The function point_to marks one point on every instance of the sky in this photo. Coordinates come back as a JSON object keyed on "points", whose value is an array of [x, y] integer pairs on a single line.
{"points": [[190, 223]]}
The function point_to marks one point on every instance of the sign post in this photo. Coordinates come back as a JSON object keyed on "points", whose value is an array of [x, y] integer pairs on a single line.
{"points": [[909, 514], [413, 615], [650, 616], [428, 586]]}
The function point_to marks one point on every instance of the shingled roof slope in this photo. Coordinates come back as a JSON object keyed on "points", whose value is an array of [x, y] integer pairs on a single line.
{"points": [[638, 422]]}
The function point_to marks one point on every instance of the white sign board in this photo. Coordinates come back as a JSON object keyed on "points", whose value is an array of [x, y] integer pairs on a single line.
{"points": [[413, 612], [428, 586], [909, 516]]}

━━━━━━━━━━━━━━━━━━━━

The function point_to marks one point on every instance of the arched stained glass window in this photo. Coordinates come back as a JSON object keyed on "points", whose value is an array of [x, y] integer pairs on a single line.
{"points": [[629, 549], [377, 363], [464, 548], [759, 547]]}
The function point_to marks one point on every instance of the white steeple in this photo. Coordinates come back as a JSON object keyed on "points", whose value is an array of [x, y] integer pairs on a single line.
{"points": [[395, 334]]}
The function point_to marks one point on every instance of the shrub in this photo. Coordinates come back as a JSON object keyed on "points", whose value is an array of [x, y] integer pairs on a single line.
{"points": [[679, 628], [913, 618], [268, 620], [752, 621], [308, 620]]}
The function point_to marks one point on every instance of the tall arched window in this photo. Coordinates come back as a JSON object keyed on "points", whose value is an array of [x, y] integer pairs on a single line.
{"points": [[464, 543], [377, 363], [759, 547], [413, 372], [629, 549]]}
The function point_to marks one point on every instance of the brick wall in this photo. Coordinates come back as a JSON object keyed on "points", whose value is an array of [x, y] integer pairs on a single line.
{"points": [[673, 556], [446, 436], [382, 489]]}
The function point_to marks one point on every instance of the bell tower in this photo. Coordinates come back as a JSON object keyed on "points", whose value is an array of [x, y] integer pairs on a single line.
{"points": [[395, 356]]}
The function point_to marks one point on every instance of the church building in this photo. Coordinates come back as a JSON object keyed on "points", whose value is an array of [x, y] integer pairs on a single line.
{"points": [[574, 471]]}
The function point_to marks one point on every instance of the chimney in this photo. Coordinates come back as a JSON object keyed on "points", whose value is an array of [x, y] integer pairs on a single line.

━━━━━━━━━━━━━━━━━━━━

● **SHORT PROBLEM**: Lay out the listing as a JSON list of strings, one per line and with blank lines left out, running from the line with "of the bell" up to and including the line with "of the chimney".

● **THE SOLUTION**:
[
  "The function point_to marks one point on every instance of the bell tower in this photo. Coordinates come back as a JSON object keyed on \"points\", whose value is an array of [x, y] integer pairs on a single line.",
  "{\"points\": [[395, 356]]}",
  "The function point_to marks one point on every instance of the church building in this photo. Coordinates come back as a JSON object keyed on \"points\", whose value is an array of [x, y] integer pairs on a single line.",
  "{\"points\": [[574, 471]]}",
  "The function point_to marks one point on every instance of the chimney in this photo. Coordinates come back as a JSON object keyed on \"points\", whose value is an array of [x, y] integer pairs on a single line."
]